#### RECORD EXCERPTS

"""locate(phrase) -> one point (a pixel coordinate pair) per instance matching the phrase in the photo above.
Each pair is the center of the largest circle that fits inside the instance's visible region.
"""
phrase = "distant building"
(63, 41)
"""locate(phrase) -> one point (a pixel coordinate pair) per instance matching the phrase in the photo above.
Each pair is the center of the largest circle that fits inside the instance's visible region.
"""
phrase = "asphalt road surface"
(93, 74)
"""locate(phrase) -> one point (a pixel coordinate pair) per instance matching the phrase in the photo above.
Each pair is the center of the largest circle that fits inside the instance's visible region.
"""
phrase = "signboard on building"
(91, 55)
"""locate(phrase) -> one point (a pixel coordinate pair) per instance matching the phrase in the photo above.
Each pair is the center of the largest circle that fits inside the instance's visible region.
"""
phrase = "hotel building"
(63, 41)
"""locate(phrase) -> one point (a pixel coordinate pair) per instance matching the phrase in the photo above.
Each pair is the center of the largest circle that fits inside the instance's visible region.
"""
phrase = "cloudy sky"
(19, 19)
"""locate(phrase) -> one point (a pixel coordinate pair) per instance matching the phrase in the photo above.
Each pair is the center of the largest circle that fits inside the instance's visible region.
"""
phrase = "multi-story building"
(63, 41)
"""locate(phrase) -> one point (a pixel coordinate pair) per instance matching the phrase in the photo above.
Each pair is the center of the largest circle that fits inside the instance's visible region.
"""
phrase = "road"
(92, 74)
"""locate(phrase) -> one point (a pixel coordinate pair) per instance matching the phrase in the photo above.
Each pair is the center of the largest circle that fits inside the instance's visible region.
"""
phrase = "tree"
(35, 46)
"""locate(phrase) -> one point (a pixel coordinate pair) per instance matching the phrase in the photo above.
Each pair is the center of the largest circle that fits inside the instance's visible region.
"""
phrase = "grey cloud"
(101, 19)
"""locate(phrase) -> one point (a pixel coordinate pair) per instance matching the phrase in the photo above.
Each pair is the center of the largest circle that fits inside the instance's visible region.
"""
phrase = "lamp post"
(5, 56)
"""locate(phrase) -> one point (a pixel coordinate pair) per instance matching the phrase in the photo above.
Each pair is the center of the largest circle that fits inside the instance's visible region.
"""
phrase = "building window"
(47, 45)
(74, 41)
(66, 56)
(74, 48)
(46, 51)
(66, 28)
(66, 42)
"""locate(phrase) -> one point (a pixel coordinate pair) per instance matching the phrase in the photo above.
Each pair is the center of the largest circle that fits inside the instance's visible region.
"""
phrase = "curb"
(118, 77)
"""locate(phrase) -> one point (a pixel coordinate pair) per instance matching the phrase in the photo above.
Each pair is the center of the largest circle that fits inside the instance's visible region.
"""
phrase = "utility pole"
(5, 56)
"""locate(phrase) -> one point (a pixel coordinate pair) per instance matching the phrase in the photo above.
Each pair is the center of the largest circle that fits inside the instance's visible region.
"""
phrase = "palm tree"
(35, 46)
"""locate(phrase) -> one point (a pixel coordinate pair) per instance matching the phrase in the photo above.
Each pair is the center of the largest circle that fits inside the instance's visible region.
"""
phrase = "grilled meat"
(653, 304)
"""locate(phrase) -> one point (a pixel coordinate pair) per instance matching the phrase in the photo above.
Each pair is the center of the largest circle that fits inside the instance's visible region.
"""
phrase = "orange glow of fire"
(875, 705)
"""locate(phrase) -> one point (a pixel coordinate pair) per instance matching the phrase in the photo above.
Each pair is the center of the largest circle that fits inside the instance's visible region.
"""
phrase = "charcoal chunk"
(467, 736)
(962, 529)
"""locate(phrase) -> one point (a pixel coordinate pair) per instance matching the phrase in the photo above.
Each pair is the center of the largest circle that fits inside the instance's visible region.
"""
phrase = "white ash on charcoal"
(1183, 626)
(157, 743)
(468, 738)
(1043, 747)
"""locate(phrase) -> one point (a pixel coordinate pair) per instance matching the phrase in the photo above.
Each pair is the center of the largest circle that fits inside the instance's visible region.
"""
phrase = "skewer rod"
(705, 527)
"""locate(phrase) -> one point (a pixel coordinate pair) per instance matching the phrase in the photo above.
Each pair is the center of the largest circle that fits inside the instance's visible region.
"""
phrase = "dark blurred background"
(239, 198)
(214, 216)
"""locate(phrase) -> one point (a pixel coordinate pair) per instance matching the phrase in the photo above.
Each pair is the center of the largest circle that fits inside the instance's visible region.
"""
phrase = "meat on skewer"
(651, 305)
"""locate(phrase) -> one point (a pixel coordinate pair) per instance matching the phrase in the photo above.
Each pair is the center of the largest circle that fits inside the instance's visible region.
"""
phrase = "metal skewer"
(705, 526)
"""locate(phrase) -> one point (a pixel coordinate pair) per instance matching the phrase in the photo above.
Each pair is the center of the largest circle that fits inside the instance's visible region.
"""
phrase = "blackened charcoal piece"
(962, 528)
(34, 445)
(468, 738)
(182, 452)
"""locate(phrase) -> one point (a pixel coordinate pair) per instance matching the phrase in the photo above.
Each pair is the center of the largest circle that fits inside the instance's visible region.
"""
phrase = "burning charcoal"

########

**PROBLEM TO WORK ON:** Copy out the full listing, exactly as it stands.

**RESPONSE:**
"""locate(phrase) -> one point (a pixel coordinate pair) per instance matching the phrase in the photo above.
Each pair is the center of the largest circle that fits inside the instance's visible region.
"""
phrase = "distant building"
(63, 41)
"""locate(phrase) -> one point (a pixel coordinate pair) per instance matching the phrase in the photo above.
Each pair is the center of the largest circle that fits inside the instance's visible region.
"""
phrase = "asphalt road surface"
(93, 74)
"""locate(phrase) -> one point (a pixel coordinate pair) per instance matching the phrase in the photo above.
Each pair is the center of the largest circle that fits inside the instance's visible region.
"""
phrase = "signboard on building"
(91, 55)
"""locate(phrase) -> one point (a pixel coordinate pair) per instance matching the phrase in the photo above.
Each pair is the center of the largest circle that fits inside the instance's visible region.
"""
phrase = "hotel building"
(63, 41)
"""locate(phrase) -> one point (a pixel coordinate pair) per instance matching the phrase in the photo above.
Each pair is the center of the largest circle that fits inside the instance's visible region.
"""
phrase = "cloudy sky"
(19, 19)
"""locate(phrase) -> one point (a pixel coordinate pair) per instance matching the phrase in the photo above.
Each pair is the center of the largest circle that fits inside the instance's visible region.
"""
phrase = "multi-story building"
(63, 41)
"""locate(phrase) -> one point (a pixel coordinate pair) per instance matching the phrase in the photo above.
Each pair is the center of the largest circle that fits inside the instance's visible region.
"""
phrase = "road"
(92, 74)
"""locate(phrase) -> one point (a pixel coordinate pair) per instance matching the phrase in the photo above.
Each pair is the center of the largest circle that fits inside the instance's visible region.
"""
phrase = "tree"
(35, 46)
"""locate(phrase) -> one point (a pixel coordinate pair) per instance matching the phrase in the photo above.
Each pair is the center of the largest circle that fits inside the instance's visible region.
"""
phrase = "grey cloud"
(101, 19)
"""locate(phrase) -> one point (a pixel coordinate pair) per instance matching the phrase in the photo above.
Each pair is the center of the largest circle that fits inside the instance's visible region.
"""
phrase = "lamp post"
(5, 56)
"""locate(phrase) -> one point (a pixel coordinate pair) per instance matching the phrase in the photo above.
Each pair is the center of the largest circle that fits inside the instance's visible region.
"""
phrase = "building window"
(47, 45)
(74, 41)
(66, 56)
(74, 48)
(46, 51)
(66, 28)
(66, 42)
"""locate(phrase) -> one point (a pixel coordinate pair) per instance matching the phrase in the photo above.
Each pair is the center of the largest circle that fits inside the instance's visible region.
"""
phrase = "curb"
(118, 77)
"""locate(phrase) -> one point (a pixel coordinate pair) per instance matching the phrase in the photo above.
Each pair is the center of the largest circle that fits inside the instance's visible region.
"""
phrase = "utility pole"
(5, 56)
"""locate(phrase) -> one point (a pixel coordinate pair) per instance matching the phrase in the photo above.
Each pair is the center of the largest circle that fits inside the instance's visible region.
"""
phrase = "palm tree"
(35, 46)
"""locate(phrase) -> one point (a pixel coordinate pair) per instance matching the phrase in the photo above.
Each pair is the center of the largest circle that fits inside the instance's visible region.
"""
phrase = "grilled meat"
(653, 304)
"""locate(phrase) -> one point (a pixel coordinate pair) per instance matching the phrase in the photo above.
Each pair is the center of the largest circle that fits inside the instance's visible region.
"""
phrase = "orange glow of fire"
(875, 705)
"""locate(phrase) -> one point (a pixel coordinate pair) per instance matching the phrase in the photo above.
Each pair is the center of the largest circle that fits inside the instance's visible region.
"""
phrase = "charcoal chunk"
(467, 736)
(962, 529)
"""locate(phrase) -> one point (a pixel coordinate pair) per instance matching the phrase in the photo above.
Each pair is the center of the largest circle that fits inside the instance's visible region.
"""
phrase = "white ash on charcoal"
(1183, 626)
(157, 743)
(468, 738)
(1043, 747)
"""locate(phrase) -> one point (a pixel coordinate pair) per instance matching the phrase in the photo above.
Each pair is the center of the largest circle that fits inside the instance's visible region.
"""
phrase = "skewer rod"
(705, 527)
"""locate(phrase) -> one point (a pixel coordinate pair) per instance matching the phrase in the photo above.
Each pair is the center of the largest circle that fits inside the instance's visible region.
"""
phrase = "dark blurred background"
(239, 198)
(214, 216)
"""locate(phrase) -> one point (a pixel coordinate pair) per instance matching the phrase in the photo above.
Each pair is the center of the largest circle that fits inside the instance's visible region.
"""
phrase = "meat on skewer"
(651, 305)
"""locate(phrase) -> one point (a pixel coordinate pair) per instance matching the phrase in the photo above.
Each pair is the center of the largest circle that fits inside the instance's visible region.
"""
phrase = "metal skewer"
(705, 526)
"""locate(phrase) -> one point (a pixel coordinate pair) per instance matching the phrase in the photo above.
Each pair is the center of the largest circle that fits inside the instance's visible region.
"""
phrase = "blackened charcoal piece"
(962, 528)
(34, 445)
(468, 738)
(182, 452)
"""locate(phrase) -> one point (a pixel coordinate pair) per instance matching the phrase in the photo above.
Each pair is the center of the largest circle that fits inside the instance's visible region.
"""
phrase = "burning charcoal"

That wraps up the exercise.